# Pasaje extraído
┄┄┄┄┄┄┄┄┄┄┄┄┄┄┄┄┄┄┄┄

Cita a Pierre Chaunu (1923-2009) para coincidir con él en el señalamiento de que la sociedad romana antigua va a morir por la dicotomía entre el placer y la procreación en una sociedad de esclavos{18}.
Hablando de la decadencia del Imperio romano, Daniel-Rops dice, por su parte:
Pero todavía hubo algo peor que ese deslizamiento de la sociedad hacia la inercia mortal; o más bien, otro fenómeno, que salió de las mismas causas y, sobre todo, del excesivo enriquecimiento, y corrió a la par de aquel. Y fue que la sociedad romana se hallaba herida en la fuente viva de la que se alimenta toda sociedad: que la familia se tambaleaba y que la natalidad cedió. La madre de los Gracos había tenido doce hijos, pero al comienzo del siglo II se alababa como excepcionales a los padres que tenían tres. Eludióse el matrimonio, pues la orbitas, el celibato, tenía todas las ventajas, la principal de las cuales era asegurar al rico una fiel clientela de herederos en expectativa. Y no privaba de nada, puesto que la esclavitud suministraba compañeras más dóciles que las esposas y renovables a placer. El aborto y la exposición de los niños (es decir, su abandono) tomaron proporciones aterradoras; una inscripción de tiempos de Trajano permite saber exactamente que de ciento ochenta y un recién nacidos, siento setenta y nueve eran legítimos, y que de este último total tan solo eran niñas treinta y cinco, lo cual prueba sobradamente con cuánta facilidad se desembarazaban de las hijas y de los bastardos. En cuanto al divorcio, había llegado a ser tan corriente, que ni siquiera se le daban ya las apariencias de una justificación, pues bastaba el simple deseo de cambio{19}.

┄┄┄┄┄┄┄┄┄┄┄┄┄┄┄┄┄┄┄┄

# Enunciado
Continúa el texto sobre la decadencia del Imperio romano a partir de su última oración. Este material no tiene relación con el texto sobre la decadencia del Imperio romano.

# Material almacenado
┄┄┄┄┄┄┄┄┄┄┄┄┄┄┄┄┄┄┄┄

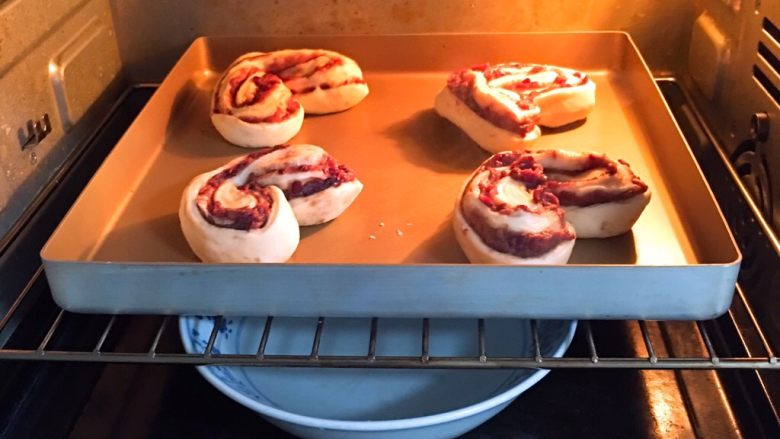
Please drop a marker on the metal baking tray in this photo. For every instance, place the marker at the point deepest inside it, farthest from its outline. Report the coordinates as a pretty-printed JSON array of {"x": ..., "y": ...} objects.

┄┄┄┄┄┄┄┄┄┄┄┄┄┄┄┄┄┄┄┄

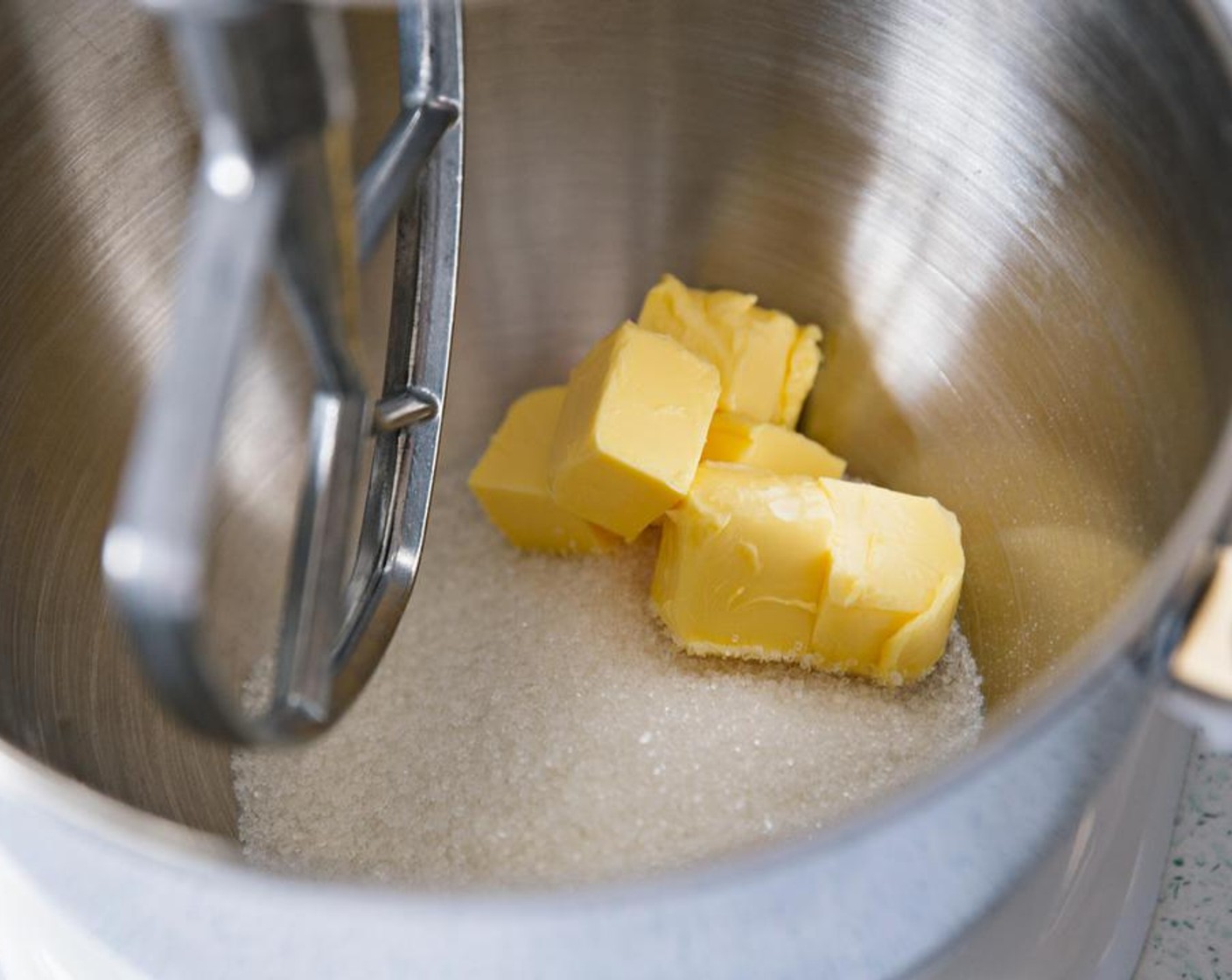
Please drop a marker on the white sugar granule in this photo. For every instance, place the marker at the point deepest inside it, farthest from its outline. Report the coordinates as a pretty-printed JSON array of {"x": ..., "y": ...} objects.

┄┄┄┄┄┄┄┄┄┄┄┄┄┄┄┄┄┄┄┄

# Respuesta correcta
Y al hablar de la crisis social de este tiempo (s. III), dice, entre otras cosas:
El dinero fue entonces más rey que nunca, con esa realeza absoluta e incoherente que se le ve poseer en todas las épocas de desequilibrio financiero e inflación. Los principios de la moral más elemental fueron combatidos oficialmente. El ejemplo venía desde arriba, de la misma corte imperial{20}. Y aún cuando la inmoralidad de los poderosos no alcanzase tales escándalos, no hubo ningún reinado que no mostrase más o menos el ejemplo del divorcio y del concubinato oficial{21}.
No es menos dura la opinión del historiador inglés Christopher Dawson (1889-1970).
A lo largo del siglo III, y especialmente durante los desastrosos cincuenta años que corren del 235 al 285 —dice—, las legiones hicieron y deshicieron emperadores a capricho y el mundo civilizado se despedazó entre la guerra civil y las invasiones de los bárbaros. Muchos de aquellos emperadores se comportaron como hombres honrados y como soldados valerosos pero, casi sin excepción, habían sido antes centuriones, la mayoría hombres de origen humilde y ruda educación, llamados desde los cuarteles a enfrentarse con una situación que hubiera puesto a prueba la capacidad del más grande de los estadistas.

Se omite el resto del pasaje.